Rewrite the entries below, replacing "pixel coordinates" with "pixel positions" wherever it occurs and leaving everything else unchanged.
:: Supplied data
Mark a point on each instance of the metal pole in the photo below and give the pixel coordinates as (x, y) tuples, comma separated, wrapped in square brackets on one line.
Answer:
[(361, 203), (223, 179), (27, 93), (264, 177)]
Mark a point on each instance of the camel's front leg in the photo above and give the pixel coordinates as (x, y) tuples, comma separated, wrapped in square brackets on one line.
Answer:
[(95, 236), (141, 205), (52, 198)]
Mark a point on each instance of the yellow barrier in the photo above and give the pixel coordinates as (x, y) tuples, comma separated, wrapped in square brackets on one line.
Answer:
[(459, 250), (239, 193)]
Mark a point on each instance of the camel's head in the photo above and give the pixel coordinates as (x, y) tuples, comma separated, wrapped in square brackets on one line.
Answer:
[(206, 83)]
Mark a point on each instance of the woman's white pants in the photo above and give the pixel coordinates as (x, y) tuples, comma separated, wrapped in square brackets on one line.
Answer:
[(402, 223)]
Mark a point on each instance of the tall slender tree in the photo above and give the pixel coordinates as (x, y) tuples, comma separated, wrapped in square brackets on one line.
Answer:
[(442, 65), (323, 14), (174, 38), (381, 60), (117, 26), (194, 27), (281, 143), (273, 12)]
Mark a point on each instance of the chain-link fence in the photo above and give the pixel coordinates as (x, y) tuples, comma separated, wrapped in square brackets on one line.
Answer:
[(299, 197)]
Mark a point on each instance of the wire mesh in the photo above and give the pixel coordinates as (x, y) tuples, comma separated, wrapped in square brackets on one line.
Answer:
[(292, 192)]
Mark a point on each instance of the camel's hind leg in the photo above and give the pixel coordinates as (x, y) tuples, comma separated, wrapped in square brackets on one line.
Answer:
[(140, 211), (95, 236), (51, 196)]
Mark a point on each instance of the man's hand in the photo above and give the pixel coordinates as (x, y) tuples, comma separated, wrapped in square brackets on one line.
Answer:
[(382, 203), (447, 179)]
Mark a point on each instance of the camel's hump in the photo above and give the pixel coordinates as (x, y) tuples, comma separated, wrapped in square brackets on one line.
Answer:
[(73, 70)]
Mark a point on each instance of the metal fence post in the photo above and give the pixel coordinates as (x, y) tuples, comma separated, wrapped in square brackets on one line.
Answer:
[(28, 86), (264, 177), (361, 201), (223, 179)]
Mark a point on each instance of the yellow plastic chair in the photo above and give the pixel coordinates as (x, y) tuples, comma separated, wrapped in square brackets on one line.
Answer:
::::
> **Reply**
Mark a point on each instance of the metal pole in the photo below and give the pixel positions as (x, y) tuples, comma separated, wrapped in square brackets on one line.
Answer:
[(361, 203), (223, 179), (27, 93), (264, 177)]
Mark a point on each instance of the camel's front leg in the photo above and give the pixel positions as (x, y) tuples, comma separated, wrapped in square brackets on one line.
Answer:
[(95, 236), (141, 205), (52, 198)]
Mark a point on each instance of the yellow barrier in the photo above and give the pixel positions as (x, y) tuples, comma separated, wrapped in square brackets on one line.
Answer:
[(459, 250), (239, 193)]
Mark a point on each instance of the camel's head in the photo above and give the pixel positions as (x, y) tuples, comma separated, wrapped in square brackets on one line.
Answer:
[(206, 83)]
Mark a point on each instance of the woman's white pants in the photo above and give the pixel positions as (x, y) tuples, comma separated, wrapped in square brackets on one line.
Answer:
[(402, 223)]
Mark a point on each instance of the tall slender tree in the photo above and give the pixel positions as (x, y) tuples, comma separated, wrapped in square brackets on one line.
Answer:
[(442, 65), (323, 14), (174, 38), (381, 60), (117, 26), (194, 27), (281, 143), (273, 12)]
Mark a point on each instance of the chain-link fence in the photo above and give the pixel positions as (x, y) tuples, comma separated, wrapped in square brackets on one line.
Answer:
[(299, 197)]
Mark a point on each instance of the wire mesh in the photo above and give the pixel positions as (x, y) tuples, comma separated, wrapped in square brackets on one line.
Answer:
[(292, 192)]
Mark a point on each instance of the camel's hind leg in the photo above and give the pixel positions as (x, y) tuples, comma separated, wrapped in square brackets on one line.
Answer:
[(140, 211), (95, 236), (51, 196)]
Mark a point on each instance of the man's hand in the photo above and give the pixel positions as (x, y) tuples, comma separated, wrapped in square brackets on one line.
Answer:
[(382, 203), (447, 179)]
Mark a point on each instance of the camel's hump in the photo above and give the pixel positions as (x, y) tuples, comma separated, wrapped in square brackets on one line.
Answer:
[(73, 70)]
Mark a point on each instance of the metal fence post in the photo above and give the pixel positions as (x, y) tuples, comma separated, wrapped in square brackets on one line.
Answer:
[(28, 86), (264, 177), (361, 201), (223, 179)]
Mark a point on each instance of the yellow plastic chair in the photo above and give the pixel positions as (x, y) tuples, comma separated, wrapped in square brackets on one line.
Answer:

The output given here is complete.